**Extrait du texte**
============
Je sais pas depuis quand. J’ai pas la date exacte. Mais je me souviens d’un temps où c’était différent. Différent, ça veut pas dire que tout allait bien, youp-la-boum, y’a de la joie, bonjour, bonjour les hirondelles ! Pas dire que nous vivions heureux, sereins, sans l’angoisse des lendemains, ça n’a jamais été le cas, je crois.

Non, je ne rêvais pas d’un autre monde, je sais bien que la lune est blonde, même que je l’ai épousée. C’est pas ça.
C’est juste qu’il part en quenouille, ce monde. Faut-il être aveugle pour ne pas le voir. Faut-il être aveugle pour ne pas comprendre que c’est l’absence d’Amour, le Véritable, celui qui engage, qu’est en train de l’estourbir.
Et nous avec.
============
**Lignes fournies**
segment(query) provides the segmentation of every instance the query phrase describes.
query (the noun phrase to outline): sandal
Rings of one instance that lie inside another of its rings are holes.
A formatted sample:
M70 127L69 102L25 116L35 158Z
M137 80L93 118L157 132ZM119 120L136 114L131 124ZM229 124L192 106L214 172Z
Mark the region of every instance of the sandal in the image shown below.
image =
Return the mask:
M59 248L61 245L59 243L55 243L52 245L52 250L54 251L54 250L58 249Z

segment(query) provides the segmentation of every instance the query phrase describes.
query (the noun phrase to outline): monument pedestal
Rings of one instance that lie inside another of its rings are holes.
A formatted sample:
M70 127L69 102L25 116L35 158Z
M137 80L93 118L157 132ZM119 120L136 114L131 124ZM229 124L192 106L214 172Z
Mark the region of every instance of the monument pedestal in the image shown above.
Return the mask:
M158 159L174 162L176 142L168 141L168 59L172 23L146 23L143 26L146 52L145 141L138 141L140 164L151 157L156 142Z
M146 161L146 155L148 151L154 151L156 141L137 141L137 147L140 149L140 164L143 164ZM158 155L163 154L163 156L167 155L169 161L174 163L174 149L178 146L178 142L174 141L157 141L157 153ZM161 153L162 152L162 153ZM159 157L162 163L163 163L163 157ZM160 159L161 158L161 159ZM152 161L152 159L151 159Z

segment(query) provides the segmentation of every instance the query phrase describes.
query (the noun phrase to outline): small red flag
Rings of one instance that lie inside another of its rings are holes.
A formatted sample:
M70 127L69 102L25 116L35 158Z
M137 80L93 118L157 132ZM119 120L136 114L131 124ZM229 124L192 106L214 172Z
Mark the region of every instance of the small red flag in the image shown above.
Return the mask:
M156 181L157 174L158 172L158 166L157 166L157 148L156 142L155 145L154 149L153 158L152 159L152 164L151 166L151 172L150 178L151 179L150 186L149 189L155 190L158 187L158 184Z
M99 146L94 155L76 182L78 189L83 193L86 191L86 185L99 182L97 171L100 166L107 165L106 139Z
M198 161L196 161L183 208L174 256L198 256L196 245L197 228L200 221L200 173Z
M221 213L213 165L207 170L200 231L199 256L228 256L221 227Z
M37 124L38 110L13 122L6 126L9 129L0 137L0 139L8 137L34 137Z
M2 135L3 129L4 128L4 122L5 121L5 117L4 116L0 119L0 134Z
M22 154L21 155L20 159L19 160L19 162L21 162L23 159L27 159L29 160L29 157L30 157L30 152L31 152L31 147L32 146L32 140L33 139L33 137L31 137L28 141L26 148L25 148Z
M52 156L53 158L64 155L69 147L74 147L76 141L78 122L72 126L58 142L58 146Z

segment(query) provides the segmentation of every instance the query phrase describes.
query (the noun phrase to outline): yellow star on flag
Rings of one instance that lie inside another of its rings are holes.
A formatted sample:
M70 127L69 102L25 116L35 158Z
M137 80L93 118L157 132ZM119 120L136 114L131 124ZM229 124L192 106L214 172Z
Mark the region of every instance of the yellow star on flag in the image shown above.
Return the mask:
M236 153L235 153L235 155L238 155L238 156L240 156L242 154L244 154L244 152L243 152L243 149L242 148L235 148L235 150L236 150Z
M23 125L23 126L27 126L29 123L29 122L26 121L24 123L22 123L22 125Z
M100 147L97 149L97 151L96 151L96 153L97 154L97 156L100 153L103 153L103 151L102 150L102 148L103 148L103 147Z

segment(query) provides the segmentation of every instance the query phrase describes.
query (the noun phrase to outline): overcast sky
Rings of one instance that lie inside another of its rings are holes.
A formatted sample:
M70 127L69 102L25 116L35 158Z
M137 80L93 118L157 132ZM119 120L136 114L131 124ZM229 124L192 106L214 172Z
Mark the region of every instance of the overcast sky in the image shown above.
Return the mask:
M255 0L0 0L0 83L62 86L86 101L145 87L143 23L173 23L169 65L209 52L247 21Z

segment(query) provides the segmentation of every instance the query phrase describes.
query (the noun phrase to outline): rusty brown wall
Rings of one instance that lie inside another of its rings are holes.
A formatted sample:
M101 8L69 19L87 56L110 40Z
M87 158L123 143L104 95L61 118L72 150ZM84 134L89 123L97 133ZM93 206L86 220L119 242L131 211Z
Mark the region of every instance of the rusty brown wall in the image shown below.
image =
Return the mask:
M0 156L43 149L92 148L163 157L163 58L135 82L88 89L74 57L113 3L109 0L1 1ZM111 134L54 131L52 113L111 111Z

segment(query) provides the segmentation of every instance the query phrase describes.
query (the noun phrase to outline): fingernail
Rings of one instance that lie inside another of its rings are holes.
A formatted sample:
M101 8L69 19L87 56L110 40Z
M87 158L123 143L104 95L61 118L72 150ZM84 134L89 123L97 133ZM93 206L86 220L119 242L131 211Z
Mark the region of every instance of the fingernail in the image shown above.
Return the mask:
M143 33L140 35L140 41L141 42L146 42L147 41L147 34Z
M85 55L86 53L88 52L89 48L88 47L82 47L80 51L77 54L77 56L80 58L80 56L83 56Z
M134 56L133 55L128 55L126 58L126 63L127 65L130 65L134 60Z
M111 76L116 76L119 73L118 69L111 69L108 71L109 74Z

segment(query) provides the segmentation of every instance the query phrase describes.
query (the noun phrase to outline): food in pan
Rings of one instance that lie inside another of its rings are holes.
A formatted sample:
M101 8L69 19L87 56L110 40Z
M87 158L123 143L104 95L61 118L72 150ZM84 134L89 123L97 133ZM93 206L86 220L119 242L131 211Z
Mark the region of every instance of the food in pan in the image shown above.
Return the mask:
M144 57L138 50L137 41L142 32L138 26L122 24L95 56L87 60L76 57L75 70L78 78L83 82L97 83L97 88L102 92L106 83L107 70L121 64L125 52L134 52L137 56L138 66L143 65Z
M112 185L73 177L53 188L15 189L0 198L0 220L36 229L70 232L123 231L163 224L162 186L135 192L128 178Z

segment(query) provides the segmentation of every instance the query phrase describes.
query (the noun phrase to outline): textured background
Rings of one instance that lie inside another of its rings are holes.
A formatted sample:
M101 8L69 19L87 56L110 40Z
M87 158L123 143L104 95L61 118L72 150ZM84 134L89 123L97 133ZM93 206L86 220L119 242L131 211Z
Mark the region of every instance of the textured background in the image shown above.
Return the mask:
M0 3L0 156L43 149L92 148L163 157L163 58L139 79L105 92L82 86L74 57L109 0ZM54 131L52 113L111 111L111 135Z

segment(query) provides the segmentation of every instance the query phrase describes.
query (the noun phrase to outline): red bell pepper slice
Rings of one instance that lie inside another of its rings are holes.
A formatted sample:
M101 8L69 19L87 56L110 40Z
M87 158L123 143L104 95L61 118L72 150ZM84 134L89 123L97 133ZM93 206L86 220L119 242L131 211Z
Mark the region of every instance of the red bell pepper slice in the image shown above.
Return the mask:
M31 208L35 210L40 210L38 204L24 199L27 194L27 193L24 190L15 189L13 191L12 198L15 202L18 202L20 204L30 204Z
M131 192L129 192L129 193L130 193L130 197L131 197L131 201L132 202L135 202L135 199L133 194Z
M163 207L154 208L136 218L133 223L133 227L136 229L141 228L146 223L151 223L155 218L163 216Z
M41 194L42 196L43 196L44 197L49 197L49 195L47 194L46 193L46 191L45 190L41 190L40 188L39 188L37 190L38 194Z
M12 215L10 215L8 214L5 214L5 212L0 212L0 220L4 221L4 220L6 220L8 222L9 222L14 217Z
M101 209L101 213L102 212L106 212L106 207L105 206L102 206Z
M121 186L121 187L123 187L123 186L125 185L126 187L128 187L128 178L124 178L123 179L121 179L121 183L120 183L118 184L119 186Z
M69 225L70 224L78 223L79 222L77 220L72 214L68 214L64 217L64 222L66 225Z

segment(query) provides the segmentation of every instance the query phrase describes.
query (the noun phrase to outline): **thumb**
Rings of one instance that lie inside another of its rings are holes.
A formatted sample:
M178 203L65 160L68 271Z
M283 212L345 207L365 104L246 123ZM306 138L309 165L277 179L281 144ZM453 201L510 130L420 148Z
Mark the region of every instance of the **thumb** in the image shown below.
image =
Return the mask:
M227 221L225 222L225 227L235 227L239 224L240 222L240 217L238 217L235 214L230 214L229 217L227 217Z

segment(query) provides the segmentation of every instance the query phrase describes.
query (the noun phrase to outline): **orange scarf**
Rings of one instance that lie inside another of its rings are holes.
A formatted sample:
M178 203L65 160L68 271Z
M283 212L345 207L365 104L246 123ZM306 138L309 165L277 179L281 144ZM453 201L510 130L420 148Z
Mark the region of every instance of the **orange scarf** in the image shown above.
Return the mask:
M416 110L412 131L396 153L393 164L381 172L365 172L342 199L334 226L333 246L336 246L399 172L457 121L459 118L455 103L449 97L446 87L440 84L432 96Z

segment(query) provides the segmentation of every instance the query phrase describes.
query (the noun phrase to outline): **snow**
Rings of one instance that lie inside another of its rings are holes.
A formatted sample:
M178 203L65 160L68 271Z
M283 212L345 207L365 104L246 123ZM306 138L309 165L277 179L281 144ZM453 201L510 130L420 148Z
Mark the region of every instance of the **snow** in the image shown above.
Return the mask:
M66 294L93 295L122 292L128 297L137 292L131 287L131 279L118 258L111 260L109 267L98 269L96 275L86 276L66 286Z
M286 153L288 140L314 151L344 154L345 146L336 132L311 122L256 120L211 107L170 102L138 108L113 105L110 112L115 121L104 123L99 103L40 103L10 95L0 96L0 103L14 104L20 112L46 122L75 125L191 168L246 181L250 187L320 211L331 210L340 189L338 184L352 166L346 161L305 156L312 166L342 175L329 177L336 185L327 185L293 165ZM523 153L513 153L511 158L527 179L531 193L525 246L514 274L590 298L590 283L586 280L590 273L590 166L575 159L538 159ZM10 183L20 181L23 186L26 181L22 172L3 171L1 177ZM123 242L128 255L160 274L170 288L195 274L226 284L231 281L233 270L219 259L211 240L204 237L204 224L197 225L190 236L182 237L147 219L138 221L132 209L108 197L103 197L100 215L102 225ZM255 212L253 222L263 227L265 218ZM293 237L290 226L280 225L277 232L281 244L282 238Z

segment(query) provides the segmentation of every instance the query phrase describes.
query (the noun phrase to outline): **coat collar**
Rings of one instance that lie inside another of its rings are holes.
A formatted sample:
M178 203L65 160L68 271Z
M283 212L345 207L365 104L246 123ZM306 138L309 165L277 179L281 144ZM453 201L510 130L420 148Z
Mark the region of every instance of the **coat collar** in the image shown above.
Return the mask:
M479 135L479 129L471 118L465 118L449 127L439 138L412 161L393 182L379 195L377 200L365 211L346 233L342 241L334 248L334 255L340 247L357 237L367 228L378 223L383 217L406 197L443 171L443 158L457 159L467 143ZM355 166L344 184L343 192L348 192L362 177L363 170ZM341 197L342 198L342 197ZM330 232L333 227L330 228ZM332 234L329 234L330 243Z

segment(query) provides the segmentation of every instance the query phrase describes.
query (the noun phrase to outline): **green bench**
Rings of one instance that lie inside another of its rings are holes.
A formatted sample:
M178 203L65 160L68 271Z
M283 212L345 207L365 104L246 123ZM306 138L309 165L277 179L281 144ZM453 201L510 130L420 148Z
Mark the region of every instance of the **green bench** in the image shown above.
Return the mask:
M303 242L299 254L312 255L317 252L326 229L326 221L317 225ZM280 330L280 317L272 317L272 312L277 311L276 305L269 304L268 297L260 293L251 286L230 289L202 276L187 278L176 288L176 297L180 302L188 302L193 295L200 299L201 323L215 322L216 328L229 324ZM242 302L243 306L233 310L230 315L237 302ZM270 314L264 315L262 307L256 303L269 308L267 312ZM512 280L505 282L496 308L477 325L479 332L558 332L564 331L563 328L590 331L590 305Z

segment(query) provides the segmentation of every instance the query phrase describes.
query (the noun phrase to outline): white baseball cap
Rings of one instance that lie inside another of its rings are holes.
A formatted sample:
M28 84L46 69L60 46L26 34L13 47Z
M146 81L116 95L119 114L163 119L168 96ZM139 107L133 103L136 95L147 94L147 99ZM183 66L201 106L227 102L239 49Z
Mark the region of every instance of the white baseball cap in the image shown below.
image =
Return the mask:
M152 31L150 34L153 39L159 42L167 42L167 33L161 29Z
============
**Exercices**
(A) Recopiez l'extrait depuis « Je sais pas » jusqu'à « C’est pas ça. » inclus.
(B) Énumérez toutes les phrases qui composent le premier paragraphe de l'extrait.
(C) Reprenez l'extrait sur le monde qui part en quenouille et poursuivez-le à partir de sa dernière phrase.
Les lignes forment un matériau à part, indépendant de l'extrait.

**Corrigé des exercices**
(A)
Je sais pas depuis quand. J’ai pas la date exacte. Mais je me souviens d’un temps où c’était différent. Différent, ça veut pas dire que tout allait bien, youp-la-boum, y’a de la joie, bonjour, bonjour les hirondelles ! Pas dire que nous vivions heureux, sereins, sans l’angoisse des lendemains, ça n’a jamais été le cas, je crois.

Non, je ne rêvais pas d’un autre monde, je sais bien que la lune est blonde, même que je l’ai épousée. C’est pas ça.

(B)
Je sais pas depuis quand.
J’ai pas la date exacte.
Mais je me souviens d’un temps où c’était différent.
Différent, ça veut pas dire que tout allait bien, youp-la-boum, y’a de la joie, bonjour, bonjour les hirondelles !
Pas dire que nous vivions heureux, sereins, sans l’angoisse des lendemains, ça n’a jamais été le cas, je crois.

(C)
2 commentaires sur “Ce Dont On Ne Parle Plus

  1. C’est vrai, ce n’est guère plus dans l’air du temps, trop occupés que nous sommes à nous faire peur les uns les autres. Mais il faut voir le bon côté de tous ces mauvais côtés : à force de moins le voir, il se cache pour mieux revenir plus fort plus tard. En tout cas j’en ferais mon chemin de croix, sans dieu, mais avec amour, total, contre les peurs. Nous sommes à l’aube de quelque chose, et bien heureusement cette tendance que vous citez va s’inverser dans les consciences, même si les anciens ne changeront peut-être pas leur école, trop habitués. Beau texte que le votre.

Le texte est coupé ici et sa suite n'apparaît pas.